[EXERCISE AIM] Type out the data below in its entirety, exactly as given.

[Collected data]
···

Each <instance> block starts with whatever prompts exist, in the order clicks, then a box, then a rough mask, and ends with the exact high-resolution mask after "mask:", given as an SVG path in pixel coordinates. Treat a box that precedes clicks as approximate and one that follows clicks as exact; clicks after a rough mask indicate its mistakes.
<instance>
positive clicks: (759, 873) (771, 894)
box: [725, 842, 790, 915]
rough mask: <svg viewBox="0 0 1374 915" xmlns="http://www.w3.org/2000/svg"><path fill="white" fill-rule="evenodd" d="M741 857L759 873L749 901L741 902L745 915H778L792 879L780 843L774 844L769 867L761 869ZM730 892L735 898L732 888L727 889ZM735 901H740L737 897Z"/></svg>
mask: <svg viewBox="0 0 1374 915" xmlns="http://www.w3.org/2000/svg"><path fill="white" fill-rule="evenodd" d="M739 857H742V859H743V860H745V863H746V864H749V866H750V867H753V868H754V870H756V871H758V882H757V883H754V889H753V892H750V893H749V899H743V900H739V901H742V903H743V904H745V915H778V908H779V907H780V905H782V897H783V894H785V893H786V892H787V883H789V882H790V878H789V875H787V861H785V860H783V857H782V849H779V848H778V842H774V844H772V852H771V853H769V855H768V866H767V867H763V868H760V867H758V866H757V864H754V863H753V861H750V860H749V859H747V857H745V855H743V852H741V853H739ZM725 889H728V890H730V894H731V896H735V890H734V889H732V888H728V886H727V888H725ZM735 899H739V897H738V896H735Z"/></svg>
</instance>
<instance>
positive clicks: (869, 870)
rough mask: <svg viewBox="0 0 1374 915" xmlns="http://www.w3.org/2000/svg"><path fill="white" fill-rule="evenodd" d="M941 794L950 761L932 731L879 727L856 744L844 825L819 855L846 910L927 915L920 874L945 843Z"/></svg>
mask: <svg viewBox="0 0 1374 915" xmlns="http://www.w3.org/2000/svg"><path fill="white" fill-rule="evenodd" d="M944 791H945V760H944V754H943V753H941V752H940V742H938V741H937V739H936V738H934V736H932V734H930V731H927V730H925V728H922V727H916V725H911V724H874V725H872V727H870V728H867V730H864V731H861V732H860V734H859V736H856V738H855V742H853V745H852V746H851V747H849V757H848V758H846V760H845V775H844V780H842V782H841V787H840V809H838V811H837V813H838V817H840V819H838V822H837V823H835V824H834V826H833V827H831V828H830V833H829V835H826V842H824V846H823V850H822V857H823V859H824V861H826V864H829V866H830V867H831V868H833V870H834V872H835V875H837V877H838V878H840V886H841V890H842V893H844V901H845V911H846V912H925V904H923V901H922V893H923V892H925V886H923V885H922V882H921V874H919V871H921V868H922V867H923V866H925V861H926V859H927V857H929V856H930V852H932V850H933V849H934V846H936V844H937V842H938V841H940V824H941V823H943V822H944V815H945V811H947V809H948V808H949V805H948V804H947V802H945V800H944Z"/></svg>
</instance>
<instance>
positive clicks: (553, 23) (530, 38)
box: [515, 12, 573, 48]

···

[WRITTEN REPLY]
Each <instance> block starts with whatever prompts exist, in the order clicks, then a box, then a rough mask, and ends with the exact high-resolution mask after "mask:", given as an SVG path in pixel coordinates. Treat a box that precedes clicks as approximate and one that follows clicks as exact; clicks after a rough mask indicate its mistakes.
<instance>
positive clicks: (759, 873) (771, 894)
box: [725, 842, 790, 915]
rough mask: <svg viewBox="0 0 1374 915" xmlns="http://www.w3.org/2000/svg"><path fill="white" fill-rule="evenodd" d="M741 857L759 873L749 901L741 902L745 915H778L792 879L780 843L774 844L769 867L761 869ZM730 892L735 898L732 888L727 889ZM735 901H740L737 897Z"/></svg>
mask: <svg viewBox="0 0 1374 915" xmlns="http://www.w3.org/2000/svg"><path fill="white" fill-rule="evenodd" d="M739 857H742V859H743V860H745V863H746V864H749V866H750V867H753V868H754V870H756V871H758V882H757V883H754V889H753V892H750V893H749V899H743V900H739V901H742V903H743V904H745V915H778V908H779V907H780V905H782V897H783V894H785V893H786V892H787V883H789V882H790V878H789V875H787V861H785V860H783V857H782V849H779V848H778V842H774V844H772V852H771V853H769V855H768V866H767V867H763V868H760V867H758V866H757V864H754V863H753V861H750V860H749V859H747V857H745V855H743V852H741V853H739ZM725 889H728V890H730V894H731V896H735V890H734V889H732V888H728V886H727V888H725ZM735 899H739V897H738V896H735Z"/></svg>
</instance>
<instance>
positive clicks: (869, 870)
rough mask: <svg viewBox="0 0 1374 915" xmlns="http://www.w3.org/2000/svg"><path fill="white" fill-rule="evenodd" d="M941 794L950 761L932 731L879 727L856 744L844 825L819 855L846 910L927 915L920 874L945 843Z"/></svg>
mask: <svg viewBox="0 0 1374 915" xmlns="http://www.w3.org/2000/svg"><path fill="white" fill-rule="evenodd" d="M944 791H945V760H944V754H943V753H941V752H940V742H938V741H937V739H936V738H934V736H932V734H930V731H927V730H925V728H922V727H916V725H911V724H874V725H872V727H870V728H867V730H864V731H861V732H860V734H859V736H856V738H855V742H853V745H852V746H851V747H849V757H848V758H846V760H845V775H844V780H842V782H841V787H840V809H838V811H837V813H838V817H840V819H838V822H837V823H835V824H834V826H833V827H831V828H830V833H829V835H826V842H824V846H823V850H822V857H823V859H824V861H826V864H829V866H830V867H831V868H833V870H834V872H835V875H837V877H838V878H840V886H841V890H842V893H844V901H845V911H846V912H925V904H923V901H922V893H923V892H925V886H923V885H922V882H921V874H919V871H921V868H922V867H923V866H925V861H926V859H927V857H929V856H930V852H932V850H933V849H934V846H936V844H937V842H938V841H940V824H941V823H943V822H944V815H945V811H947V809H948V808H949V805H948V804H947V802H945V800H944Z"/></svg>
</instance>
<instance>
positive clicks: (553, 23) (530, 38)
box: [515, 12, 573, 48]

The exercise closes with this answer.